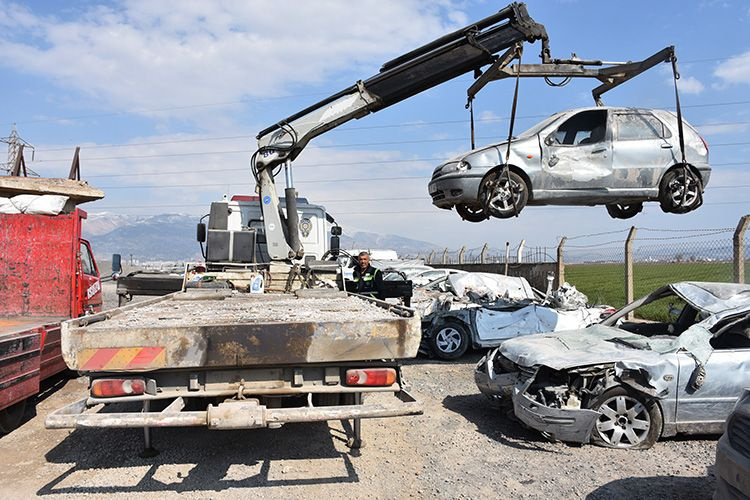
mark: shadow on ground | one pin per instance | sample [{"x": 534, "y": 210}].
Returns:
[
  {"x": 676, "y": 487},
  {"x": 106, "y": 461},
  {"x": 492, "y": 420}
]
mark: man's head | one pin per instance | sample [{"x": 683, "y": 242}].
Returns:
[{"x": 364, "y": 260}]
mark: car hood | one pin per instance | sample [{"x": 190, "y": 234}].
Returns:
[{"x": 600, "y": 344}]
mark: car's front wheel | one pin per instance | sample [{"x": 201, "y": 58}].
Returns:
[
  {"x": 472, "y": 214},
  {"x": 680, "y": 193},
  {"x": 504, "y": 194},
  {"x": 624, "y": 211},
  {"x": 628, "y": 420},
  {"x": 450, "y": 340}
]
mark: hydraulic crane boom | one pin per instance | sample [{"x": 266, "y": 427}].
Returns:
[{"x": 448, "y": 57}]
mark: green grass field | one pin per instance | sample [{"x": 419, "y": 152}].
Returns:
[{"x": 605, "y": 283}]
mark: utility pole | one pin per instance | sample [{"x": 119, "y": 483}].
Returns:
[{"x": 14, "y": 143}]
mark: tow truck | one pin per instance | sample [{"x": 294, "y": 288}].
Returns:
[{"x": 218, "y": 354}]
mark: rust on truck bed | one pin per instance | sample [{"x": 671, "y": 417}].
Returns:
[{"x": 239, "y": 329}]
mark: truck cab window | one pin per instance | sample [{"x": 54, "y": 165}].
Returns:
[
  {"x": 87, "y": 264},
  {"x": 586, "y": 127}
]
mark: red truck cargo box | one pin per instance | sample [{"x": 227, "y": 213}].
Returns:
[{"x": 38, "y": 263}]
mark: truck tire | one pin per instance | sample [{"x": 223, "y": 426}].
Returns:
[
  {"x": 11, "y": 417},
  {"x": 629, "y": 420},
  {"x": 449, "y": 340}
]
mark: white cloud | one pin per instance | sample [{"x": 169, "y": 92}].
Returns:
[
  {"x": 735, "y": 69},
  {"x": 143, "y": 55}
]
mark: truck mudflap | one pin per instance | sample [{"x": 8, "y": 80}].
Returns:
[{"x": 240, "y": 414}]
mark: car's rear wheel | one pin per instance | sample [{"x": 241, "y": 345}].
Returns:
[
  {"x": 624, "y": 211},
  {"x": 628, "y": 420},
  {"x": 504, "y": 194},
  {"x": 678, "y": 196},
  {"x": 450, "y": 340},
  {"x": 472, "y": 214}
]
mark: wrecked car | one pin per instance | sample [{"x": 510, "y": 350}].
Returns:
[
  {"x": 482, "y": 311},
  {"x": 625, "y": 383},
  {"x": 617, "y": 157}
]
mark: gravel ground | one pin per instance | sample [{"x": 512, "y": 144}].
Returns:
[{"x": 462, "y": 446}]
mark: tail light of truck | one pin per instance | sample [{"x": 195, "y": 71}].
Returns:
[
  {"x": 371, "y": 377},
  {"x": 114, "y": 387}
]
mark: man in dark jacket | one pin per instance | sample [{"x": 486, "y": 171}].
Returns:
[{"x": 367, "y": 279}]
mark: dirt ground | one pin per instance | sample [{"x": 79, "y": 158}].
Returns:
[{"x": 462, "y": 446}]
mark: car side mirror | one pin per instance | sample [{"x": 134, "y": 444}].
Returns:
[{"x": 116, "y": 263}]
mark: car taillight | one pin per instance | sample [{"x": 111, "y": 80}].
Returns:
[
  {"x": 113, "y": 387},
  {"x": 371, "y": 376}
]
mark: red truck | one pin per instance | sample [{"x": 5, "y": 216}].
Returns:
[{"x": 47, "y": 274}]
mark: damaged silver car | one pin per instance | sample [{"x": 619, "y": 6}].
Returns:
[
  {"x": 625, "y": 383},
  {"x": 617, "y": 157}
]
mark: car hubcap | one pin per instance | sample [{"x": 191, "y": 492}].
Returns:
[
  {"x": 624, "y": 422},
  {"x": 505, "y": 194},
  {"x": 677, "y": 190},
  {"x": 448, "y": 340}
]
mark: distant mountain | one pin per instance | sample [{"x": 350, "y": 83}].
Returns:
[{"x": 171, "y": 237}]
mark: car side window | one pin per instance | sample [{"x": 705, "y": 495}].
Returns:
[
  {"x": 639, "y": 126},
  {"x": 86, "y": 265},
  {"x": 586, "y": 127}
]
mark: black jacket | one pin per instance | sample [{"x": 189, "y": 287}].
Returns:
[{"x": 368, "y": 282}]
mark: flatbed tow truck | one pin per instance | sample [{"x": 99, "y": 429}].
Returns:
[{"x": 223, "y": 357}]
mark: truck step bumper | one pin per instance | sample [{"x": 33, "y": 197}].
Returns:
[{"x": 245, "y": 414}]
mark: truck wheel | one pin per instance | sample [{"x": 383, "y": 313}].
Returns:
[
  {"x": 624, "y": 211},
  {"x": 10, "y": 418},
  {"x": 472, "y": 214},
  {"x": 504, "y": 195},
  {"x": 629, "y": 420},
  {"x": 449, "y": 340}
]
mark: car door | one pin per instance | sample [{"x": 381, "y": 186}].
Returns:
[
  {"x": 706, "y": 409},
  {"x": 640, "y": 150},
  {"x": 578, "y": 154}
]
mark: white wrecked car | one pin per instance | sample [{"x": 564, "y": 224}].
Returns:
[{"x": 624, "y": 384}]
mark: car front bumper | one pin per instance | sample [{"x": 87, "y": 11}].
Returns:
[
  {"x": 732, "y": 471},
  {"x": 563, "y": 424},
  {"x": 455, "y": 189}
]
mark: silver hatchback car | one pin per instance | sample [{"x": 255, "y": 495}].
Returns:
[{"x": 617, "y": 157}]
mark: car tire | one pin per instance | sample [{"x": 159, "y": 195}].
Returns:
[
  {"x": 12, "y": 416},
  {"x": 671, "y": 190},
  {"x": 472, "y": 214},
  {"x": 496, "y": 191},
  {"x": 629, "y": 420},
  {"x": 449, "y": 340},
  {"x": 624, "y": 211}
]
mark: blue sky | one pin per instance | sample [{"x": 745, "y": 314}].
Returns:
[{"x": 165, "y": 99}]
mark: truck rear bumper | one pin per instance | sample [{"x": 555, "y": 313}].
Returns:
[{"x": 244, "y": 414}]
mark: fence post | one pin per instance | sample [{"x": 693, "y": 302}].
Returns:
[
  {"x": 560, "y": 268},
  {"x": 738, "y": 244},
  {"x": 461, "y": 254},
  {"x": 519, "y": 254},
  {"x": 629, "y": 268},
  {"x": 507, "y": 256}
]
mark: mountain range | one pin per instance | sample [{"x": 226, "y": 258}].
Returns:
[{"x": 171, "y": 237}]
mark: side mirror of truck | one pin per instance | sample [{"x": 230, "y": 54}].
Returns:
[{"x": 116, "y": 263}]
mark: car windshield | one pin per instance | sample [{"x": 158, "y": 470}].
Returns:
[{"x": 540, "y": 126}]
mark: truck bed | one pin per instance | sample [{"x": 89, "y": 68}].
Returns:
[{"x": 215, "y": 328}]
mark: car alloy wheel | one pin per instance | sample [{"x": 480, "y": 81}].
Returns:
[
  {"x": 628, "y": 420},
  {"x": 450, "y": 340},
  {"x": 504, "y": 194}
]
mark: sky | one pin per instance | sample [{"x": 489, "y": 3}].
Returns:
[{"x": 165, "y": 99}]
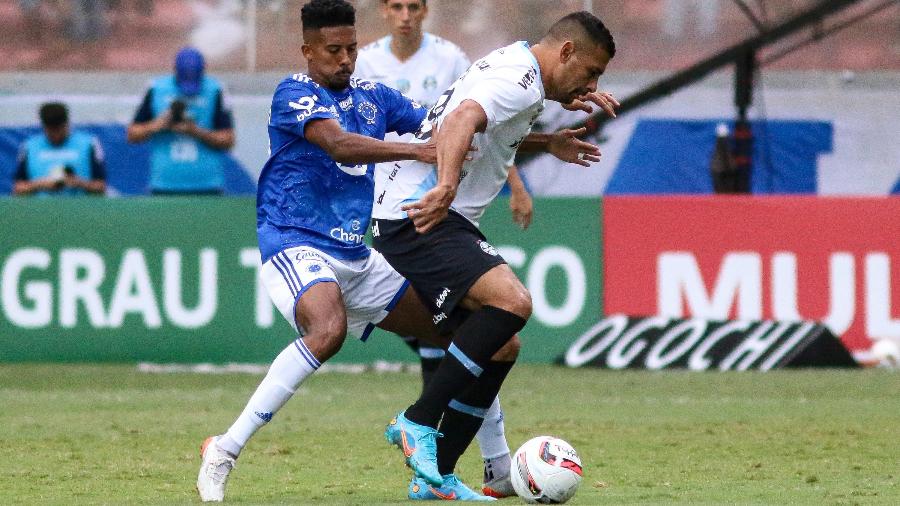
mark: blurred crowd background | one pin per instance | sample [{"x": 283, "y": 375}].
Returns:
[{"x": 263, "y": 35}]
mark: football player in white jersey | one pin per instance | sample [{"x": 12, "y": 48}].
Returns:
[
  {"x": 425, "y": 220},
  {"x": 422, "y": 65}
]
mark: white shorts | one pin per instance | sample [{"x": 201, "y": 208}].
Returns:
[{"x": 370, "y": 286}]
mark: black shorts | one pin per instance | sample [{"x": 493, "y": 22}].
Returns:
[{"x": 441, "y": 265}]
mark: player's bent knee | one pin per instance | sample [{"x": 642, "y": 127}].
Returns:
[
  {"x": 510, "y": 351},
  {"x": 519, "y": 303},
  {"x": 326, "y": 338}
]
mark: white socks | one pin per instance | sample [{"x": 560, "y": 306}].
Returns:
[
  {"x": 287, "y": 371},
  {"x": 492, "y": 435}
]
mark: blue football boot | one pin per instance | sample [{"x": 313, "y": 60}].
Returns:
[
  {"x": 451, "y": 490},
  {"x": 418, "y": 444}
]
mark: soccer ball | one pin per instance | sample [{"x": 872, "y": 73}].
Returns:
[{"x": 546, "y": 470}]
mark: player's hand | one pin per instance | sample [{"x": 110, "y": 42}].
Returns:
[
  {"x": 601, "y": 98},
  {"x": 186, "y": 127},
  {"x": 431, "y": 209},
  {"x": 566, "y": 146},
  {"x": 162, "y": 122},
  {"x": 522, "y": 207}
]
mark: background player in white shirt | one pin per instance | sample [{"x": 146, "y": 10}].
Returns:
[
  {"x": 426, "y": 218},
  {"x": 422, "y": 65}
]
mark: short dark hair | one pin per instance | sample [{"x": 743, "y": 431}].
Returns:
[
  {"x": 326, "y": 13},
  {"x": 595, "y": 30},
  {"x": 54, "y": 114}
]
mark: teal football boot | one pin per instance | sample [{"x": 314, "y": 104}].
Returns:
[
  {"x": 418, "y": 444},
  {"x": 450, "y": 490}
]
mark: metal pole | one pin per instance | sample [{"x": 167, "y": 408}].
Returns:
[{"x": 251, "y": 36}]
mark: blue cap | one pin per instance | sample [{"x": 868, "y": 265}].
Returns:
[{"x": 189, "y": 66}]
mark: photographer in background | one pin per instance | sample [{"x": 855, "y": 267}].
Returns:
[
  {"x": 59, "y": 161},
  {"x": 189, "y": 128}
]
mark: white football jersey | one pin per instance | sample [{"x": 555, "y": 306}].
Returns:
[
  {"x": 507, "y": 85},
  {"x": 423, "y": 77}
]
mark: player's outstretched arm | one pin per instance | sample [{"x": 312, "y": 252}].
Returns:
[
  {"x": 453, "y": 144},
  {"x": 564, "y": 145},
  {"x": 605, "y": 100},
  {"x": 350, "y": 148}
]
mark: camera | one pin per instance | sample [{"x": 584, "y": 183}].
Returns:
[{"x": 177, "y": 109}]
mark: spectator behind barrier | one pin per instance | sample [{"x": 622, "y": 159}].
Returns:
[
  {"x": 189, "y": 127},
  {"x": 59, "y": 161}
]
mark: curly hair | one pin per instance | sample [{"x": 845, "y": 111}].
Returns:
[
  {"x": 590, "y": 25},
  {"x": 325, "y": 13}
]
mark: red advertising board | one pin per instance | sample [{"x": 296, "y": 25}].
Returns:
[{"x": 831, "y": 260}]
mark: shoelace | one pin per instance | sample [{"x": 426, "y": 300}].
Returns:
[
  {"x": 428, "y": 440},
  {"x": 219, "y": 469}
]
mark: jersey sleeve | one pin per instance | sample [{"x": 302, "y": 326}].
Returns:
[
  {"x": 145, "y": 111},
  {"x": 404, "y": 115},
  {"x": 296, "y": 104},
  {"x": 98, "y": 160},
  {"x": 502, "y": 97},
  {"x": 222, "y": 117},
  {"x": 363, "y": 68},
  {"x": 21, "y": 165}
]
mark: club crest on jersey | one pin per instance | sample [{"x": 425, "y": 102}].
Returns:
[
  {"x": 528, "y": 79},
  {"x": 368, "y": 111},
  {"x": 487, "y": 248},
  {"x": 403, "y": 85}
]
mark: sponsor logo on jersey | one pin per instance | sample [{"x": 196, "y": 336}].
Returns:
[
  {"x": 303, "y": 78},
  {"x": 341, "y": 234},
  {"x": 442, "y": 297},
  {"x": 307, "y": 107},
  {"x": 309, "y": 255},
  {"x": 487, "y": 248},
  {"x": 363, "y": 84},
  {"x": 368, "y": 111}
]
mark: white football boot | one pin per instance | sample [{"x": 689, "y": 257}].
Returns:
[{"x": 214, "y": 470}]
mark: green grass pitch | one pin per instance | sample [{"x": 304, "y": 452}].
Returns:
[{"x": 80, "y": 434}]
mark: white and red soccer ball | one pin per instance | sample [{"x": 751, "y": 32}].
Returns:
[{"x": 546, "y": 470}]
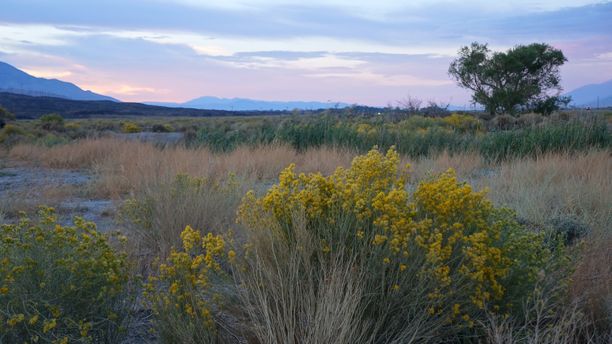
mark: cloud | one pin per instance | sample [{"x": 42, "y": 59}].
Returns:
[
  {"x": 347, "y": 50},
  {"x": 47, "y": 73}
]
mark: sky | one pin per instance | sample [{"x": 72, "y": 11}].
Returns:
[{"x": 353, "y": 51}]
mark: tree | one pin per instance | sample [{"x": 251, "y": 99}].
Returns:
[{"x": 524, "y": 78}]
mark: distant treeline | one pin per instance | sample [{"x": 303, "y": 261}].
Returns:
[{"x": 415, "y": 136}]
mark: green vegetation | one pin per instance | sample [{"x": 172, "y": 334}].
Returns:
[
  {"x": 519, "y": 79},
  {"x": 371, "y": 251},
  {"x": 60, "y": 284}
]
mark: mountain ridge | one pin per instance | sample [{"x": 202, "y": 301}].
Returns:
[
  {"x": 14, "y": 80},
  {"x": 592, "y": 95},
  {"x": 247, "y": 104}
]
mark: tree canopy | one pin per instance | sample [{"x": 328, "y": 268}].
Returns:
[{"x": 524, "y": 78}]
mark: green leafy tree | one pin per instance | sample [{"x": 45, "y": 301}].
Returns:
[{"x": 524, "y": 78}]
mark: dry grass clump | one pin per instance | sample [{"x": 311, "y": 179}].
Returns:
[
  {"x": 124, "y": 165},
  {"x": 555, "y": 186}
]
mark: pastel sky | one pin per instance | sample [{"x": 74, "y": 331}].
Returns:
[{"x": 354, "y": 51}]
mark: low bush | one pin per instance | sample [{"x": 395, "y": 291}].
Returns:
[
  {"x": 130, "y": 128},
  {"x": 354, "y": 257},
  {"x": 52, "y": 122},
  {"x": 181, "y": 295},
  {"x": 61, "y": 284},
  {"x": 157, "y": 213},
  {"x": 447, "y": 246}
]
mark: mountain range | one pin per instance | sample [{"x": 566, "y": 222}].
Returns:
[
  {"x": 593, "y": 95},
  {"x": 243, "y": 104},
  {"x": 13, "y": 80},
  {"x": 16, "y": 81}
]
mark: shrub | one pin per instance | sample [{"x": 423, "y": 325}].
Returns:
[
  {"x": 463, "y": 123},
  {"x": 157, "y": 213},
  {"x": 162, "y": 128},
  {"x": 52, "y": 121},
  {"x": 59, "y": 283},
  {"x": 11, "y": 133},
  {"x": 130, "y": 127},
  {"x": 181, "y": 295},
  {"x": 445, "y": 254}
]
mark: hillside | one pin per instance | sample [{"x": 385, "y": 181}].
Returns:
[
  {"x": 25, "y": 107},
  {"x": 244, "y": 104},
  {"x": 14, "y": 80}
]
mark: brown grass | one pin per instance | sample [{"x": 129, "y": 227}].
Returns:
[
  {"x": 551, "y": 186},
  {"x": 124, "y": 166}
]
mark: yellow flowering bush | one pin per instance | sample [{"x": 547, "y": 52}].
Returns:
[
  {"x": 181, "y": 294},
  {"x": 444, "y": 245},
  {"x": 60, "y": 284}
]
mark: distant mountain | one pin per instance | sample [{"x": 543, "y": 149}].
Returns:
[
  {"x": 14, "y": 80},
  {"x": 27, "y": 107},
  {"x": 587, "y": 95},
  {"x": 242, "y": 104}
]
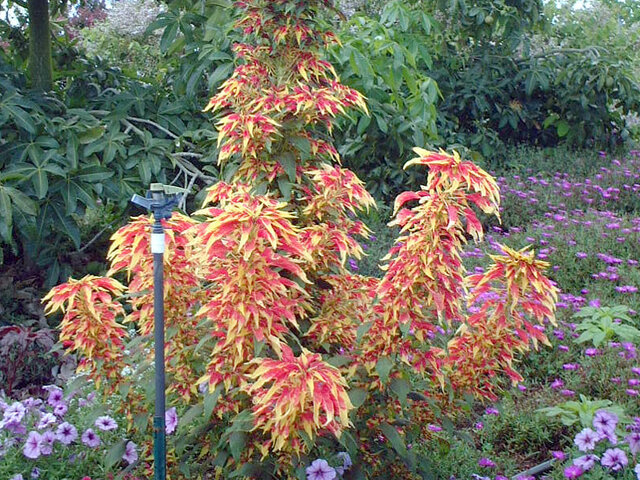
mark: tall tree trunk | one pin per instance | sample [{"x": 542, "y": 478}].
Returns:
[{"x": 40, "y": 65}]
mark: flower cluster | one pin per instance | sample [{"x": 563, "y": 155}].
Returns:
[
  {"x": 601, "y": 446},
  {"x": 57, "y": 433}
]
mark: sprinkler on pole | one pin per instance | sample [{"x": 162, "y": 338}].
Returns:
[{"x": 160, "y": 200}]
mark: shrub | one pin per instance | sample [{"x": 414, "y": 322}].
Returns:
[{"x": 274, "y": 348}]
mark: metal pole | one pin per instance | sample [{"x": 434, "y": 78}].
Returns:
[{"x": 159, "y": 439}]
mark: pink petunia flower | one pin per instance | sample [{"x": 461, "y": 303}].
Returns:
[
  {"x": 586, "y": 462},
  {"x": 106, "y": 423},
  {"x": 171, "y": 420},
  {"x": 90, "y": 438},
  {"x": 47, "y": 441},
  {"x": 31, "y": 447},
  {"x": 66, "y": 433},
  {"x": 586, "y": 440},
  {"x": 130, "y": 453},
  {"x": 573, "y": 471},
  {"x": 615, "y": 459},
  {"x": 320, "y": 470}
]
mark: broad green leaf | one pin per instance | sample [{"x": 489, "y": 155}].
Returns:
[{"x": 383, "y": 368}]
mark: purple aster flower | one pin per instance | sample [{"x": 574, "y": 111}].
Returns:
[
  {"x": 56, "y": 395},
  {"x": 31, "y": 447},
  {"x": 170, "y": 420},
  {"x": 60, "y": 409},
  {"x": 604, "y": 421},
  {"x": 558, "y": 455},
  {"x": 615, "y": 459},
  {"x": 106, "y": 423},
  {"x": 586, "y": 462},
  {"x": 90, "y": 439},
  {"x": 66, "y": 433},
  {"x": 130, "y": 452},
  {"x": 320, "y": 470},
  {"x": 14, "y": 413},
  {"x": 573, "y": 471},
  {"x": 46, "y": 442},
  {"x": 486, "y": 462},
  {"x": 45, "y": 421},
  {"x": 586, "y": 440},
  {"x": 346, "y": 462},
  {"x": 634, "y": 443}
]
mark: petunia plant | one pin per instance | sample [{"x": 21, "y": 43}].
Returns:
[{"x": 276, "y": 353}]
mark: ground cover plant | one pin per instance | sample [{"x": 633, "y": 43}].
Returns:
[{"x": 281, "y": 362}]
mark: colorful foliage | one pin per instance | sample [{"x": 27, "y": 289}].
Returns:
[{"x": 256, "y": 285}]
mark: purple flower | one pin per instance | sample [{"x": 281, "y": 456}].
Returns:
[
  {"x": 15, "y": 413},
  {"x": 634, "y": 443},
  {"x": 486, "y": 462},
  {"x": 130, "y": 454},
  {"x": 106, "y": 423},
  {"x": 320, "y": 470},
  {"x": 66, "y": 433},
  {"x": 32, "y": 445},
  {"x": 586, "y": 462},
  {"x": 170, "y": 420},
  {"x": 615, "y": 459},
  {"x": 56, "y": 395},
  {"x": 46, "y": 443},
  {"x": 558, "y": 455},
  {"x": 346, "y": 462},
  {"x": 60, "y": 409},
  {"x": 90, "y": 439},
  {"x": 46, "y": 420},
  {"x": 573, "y": 471},
  {"x": 557, "y": 383},
  {"x": 604, "y": 421},
  {"x": 586, "y": 440}
]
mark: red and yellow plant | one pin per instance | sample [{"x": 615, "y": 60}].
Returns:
[{"x": 257, "y": 292}]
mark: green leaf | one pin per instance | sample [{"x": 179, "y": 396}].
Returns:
[
  {"x": 91, "y": 135},
  {"x": 288, "y": 162},
  {"x": 40, "y": 183},
  {"x": 395, "y": 439},
  {"x": 562, "y": 128},
  {"x": 114, "y": 455},
  {"x": 383, "y": 368},
  {"x": 211, "y": 400},
  {"x": 22, "y": 118},
  {"x": 401, "y": 388},
  {"x": 357, "y": 396},
  {"x": 237, "y": 442}
]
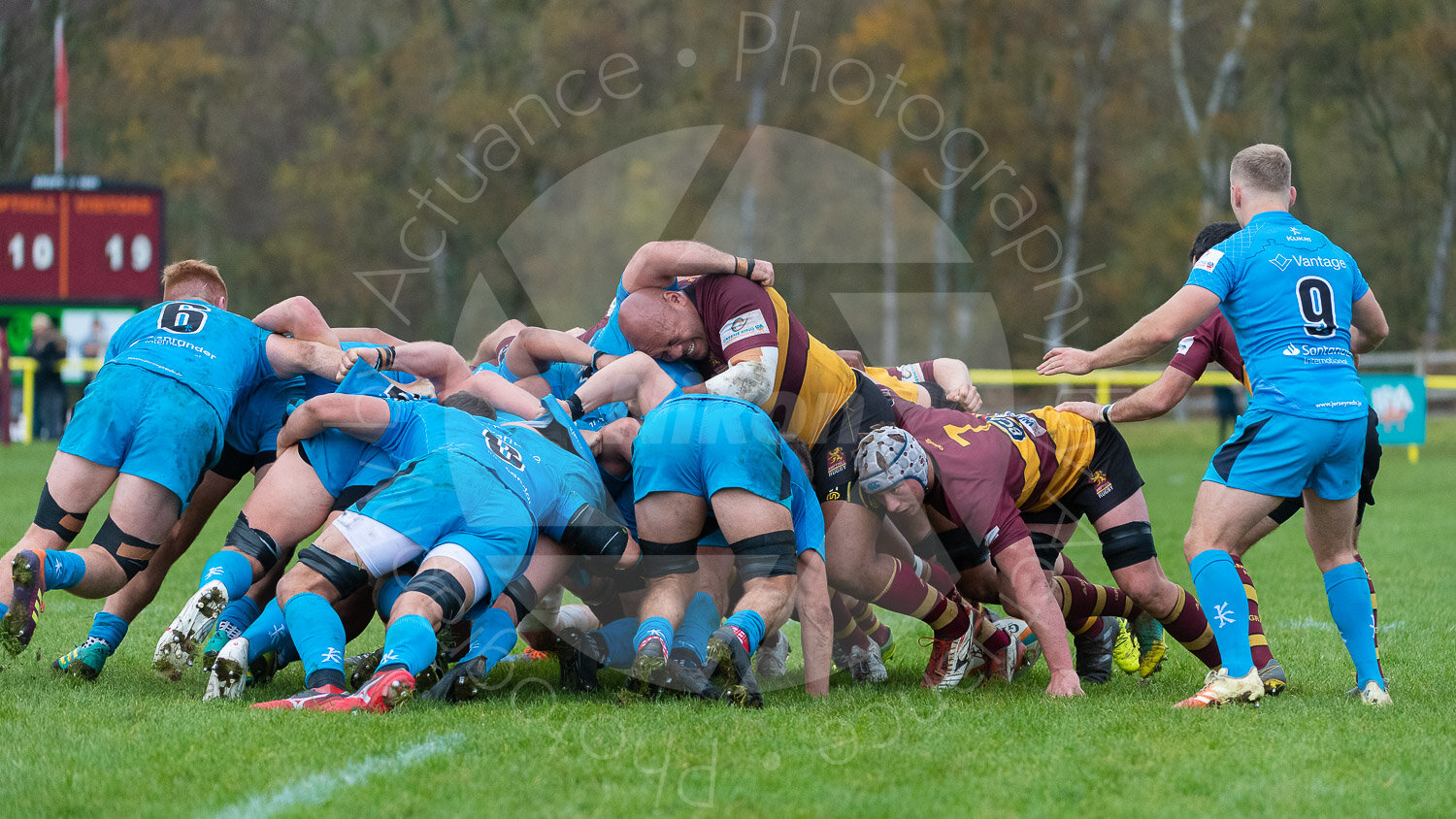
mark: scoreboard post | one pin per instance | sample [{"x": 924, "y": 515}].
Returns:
[
  {"x": 81, "y": 241},
  {"x": 90, "y": 246}
]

--

Update everything from the line containing "mark: scoreboard post" down to the end of the items above, changing "scoreboard post" to "scoreboard pole" and leaving every other part as it is.

_Solution to this problem_
mark: scoreboard pole | one pin per instance | sample [{"x": 924, "y": 515}].
Returns:
[
  {"x": 81, "y": 241},
  {"x": 90, "y": 246}
]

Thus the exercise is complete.